-- Start EXCERPT TO READ --

Networking, Security & Cloud Knowledge

Saturday, November 13, 2010

007.2 - GATEWAY REDUNDANCY-GLBP

Gateway Load Balancing Protocol (GLBP)

  • GLBP is Cisco proprietary, and acts like HSRP/VRRP with true load-balancing capability: all routers in a group forward traffic simultaneously.
  • GLBP group numbers range from 0 to 1023. Priorities range from 0 to 255 (default is 100).
  • GLBP advertisements are multicast to 224.0.0.102
  • hello/hold timers (default 3/10 seconds)
  • Timers only need to be configured on the AVG; other routers will learn from it.
  • Active Virtual Gateway (AVG)
    The AVG has the highest priority in the GLBP group (or the highest IP address in the event of a tie); it answers all ARP requests for the group’svirtual IP address.
  • Active Virtual Forwarder (AVF)
    All routers sharing load in GLBP are AVFs.
    If an AVF fails, the AVG reassigns its virtual MAC to another router.

-- End EXCERPT TO READ --
-- Start GIVEN INFORMATION --

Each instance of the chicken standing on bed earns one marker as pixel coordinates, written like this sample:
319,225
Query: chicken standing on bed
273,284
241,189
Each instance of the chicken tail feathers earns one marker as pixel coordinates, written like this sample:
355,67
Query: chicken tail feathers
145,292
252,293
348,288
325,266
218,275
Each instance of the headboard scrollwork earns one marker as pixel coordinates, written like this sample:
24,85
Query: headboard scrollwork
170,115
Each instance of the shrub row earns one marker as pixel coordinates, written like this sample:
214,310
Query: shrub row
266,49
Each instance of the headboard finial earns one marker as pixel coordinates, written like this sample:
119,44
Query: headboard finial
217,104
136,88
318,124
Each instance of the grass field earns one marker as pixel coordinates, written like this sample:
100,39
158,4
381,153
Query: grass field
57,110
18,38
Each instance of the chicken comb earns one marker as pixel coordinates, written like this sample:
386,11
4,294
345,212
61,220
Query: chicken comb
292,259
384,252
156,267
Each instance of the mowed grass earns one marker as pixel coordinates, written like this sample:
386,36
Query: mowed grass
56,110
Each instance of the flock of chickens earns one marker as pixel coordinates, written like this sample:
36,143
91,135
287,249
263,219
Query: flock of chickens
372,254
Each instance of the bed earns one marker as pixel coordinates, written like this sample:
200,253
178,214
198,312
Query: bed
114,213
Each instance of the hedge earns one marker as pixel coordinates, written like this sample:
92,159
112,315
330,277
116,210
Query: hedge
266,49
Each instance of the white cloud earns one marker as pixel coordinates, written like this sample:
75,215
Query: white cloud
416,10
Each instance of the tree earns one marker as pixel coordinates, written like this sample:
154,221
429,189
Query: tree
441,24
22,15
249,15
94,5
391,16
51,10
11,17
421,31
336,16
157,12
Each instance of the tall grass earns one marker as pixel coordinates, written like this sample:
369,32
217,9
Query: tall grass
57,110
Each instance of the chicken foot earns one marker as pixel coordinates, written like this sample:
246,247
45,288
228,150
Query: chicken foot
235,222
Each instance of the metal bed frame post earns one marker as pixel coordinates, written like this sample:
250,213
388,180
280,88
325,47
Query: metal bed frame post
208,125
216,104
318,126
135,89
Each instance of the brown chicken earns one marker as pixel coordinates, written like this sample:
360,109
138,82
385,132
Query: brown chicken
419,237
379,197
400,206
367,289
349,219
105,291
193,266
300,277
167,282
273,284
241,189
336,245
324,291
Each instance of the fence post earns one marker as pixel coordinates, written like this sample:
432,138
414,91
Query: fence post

-- End GIVEN INFORMATION --
-- Start GIVEN INFORMATION --

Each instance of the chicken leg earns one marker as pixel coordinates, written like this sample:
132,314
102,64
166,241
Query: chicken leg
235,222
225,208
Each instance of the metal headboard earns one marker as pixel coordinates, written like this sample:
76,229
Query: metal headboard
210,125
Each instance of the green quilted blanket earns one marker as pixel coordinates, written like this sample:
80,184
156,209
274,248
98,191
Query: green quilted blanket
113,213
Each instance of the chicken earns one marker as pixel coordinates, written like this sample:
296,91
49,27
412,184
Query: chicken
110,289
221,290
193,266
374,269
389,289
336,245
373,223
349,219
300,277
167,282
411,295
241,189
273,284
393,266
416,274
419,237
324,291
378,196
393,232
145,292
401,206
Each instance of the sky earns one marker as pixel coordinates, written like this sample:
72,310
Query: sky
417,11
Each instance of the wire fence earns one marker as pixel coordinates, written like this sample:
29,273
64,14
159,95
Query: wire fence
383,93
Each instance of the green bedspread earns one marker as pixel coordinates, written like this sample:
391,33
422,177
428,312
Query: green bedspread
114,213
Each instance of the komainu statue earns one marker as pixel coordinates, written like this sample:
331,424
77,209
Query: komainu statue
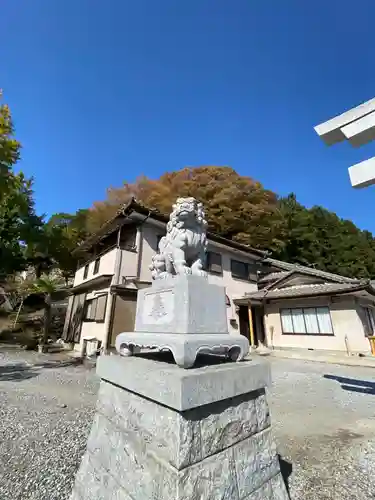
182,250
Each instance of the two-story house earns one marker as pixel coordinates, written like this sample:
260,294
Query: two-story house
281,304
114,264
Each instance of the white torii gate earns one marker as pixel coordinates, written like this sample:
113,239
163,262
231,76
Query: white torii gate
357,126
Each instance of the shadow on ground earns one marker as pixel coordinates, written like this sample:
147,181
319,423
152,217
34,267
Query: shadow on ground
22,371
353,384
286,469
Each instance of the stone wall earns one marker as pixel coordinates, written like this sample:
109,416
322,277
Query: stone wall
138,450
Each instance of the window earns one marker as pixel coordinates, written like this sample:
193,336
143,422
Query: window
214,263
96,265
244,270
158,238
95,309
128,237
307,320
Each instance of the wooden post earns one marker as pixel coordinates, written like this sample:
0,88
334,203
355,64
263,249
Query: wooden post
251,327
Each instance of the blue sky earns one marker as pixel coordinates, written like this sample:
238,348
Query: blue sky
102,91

-- End GIVEN INFORMATION --
-- Start GIVEN INFORMATION --

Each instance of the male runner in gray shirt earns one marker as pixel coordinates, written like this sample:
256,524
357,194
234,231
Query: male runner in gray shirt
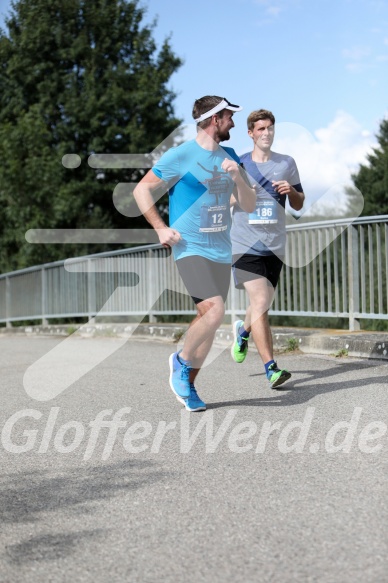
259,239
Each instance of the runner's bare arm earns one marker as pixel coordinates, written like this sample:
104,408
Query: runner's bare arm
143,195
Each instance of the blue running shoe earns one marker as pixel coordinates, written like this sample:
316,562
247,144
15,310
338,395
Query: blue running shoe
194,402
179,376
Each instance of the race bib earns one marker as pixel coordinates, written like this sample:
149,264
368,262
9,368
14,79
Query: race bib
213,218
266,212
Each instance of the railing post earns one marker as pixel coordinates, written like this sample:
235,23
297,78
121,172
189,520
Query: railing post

-- End GIVEN INFORMATION --

* WRITTEN REQUEST 1 *
Quote the GLBP notes above word for word, starting at the words "007.2 - GATEWAY" and ending after "learn from it.".
* WRITTEN REQUEST 2 *
In the GLBP notes, what address are GLBP advertisements multicast to?

* WRITTEN RESPONSE 1 *
007.2 - GATEWAY REDUNDANCY-GLBP

Gateway Load Balancing Protocol (GLBP)

  • GLBP is Cisco proprietary, and acts like HSRP/VRRP with true load-balancing capability: all routers in a group forward traffic simultaneously.
  • GLBP group numbers range from 0 to 1023. Priorities range from 0 to 255 (default is 100).
  • GLBP advertisements are multicast to 224.0.0.102
  • hello/hold timers (default 3/10 seconds)
  • Timers only need to be configured on the AVG; other routers will learn from it.

* WRITTEN RESPONSE 2 *
224.0.0.102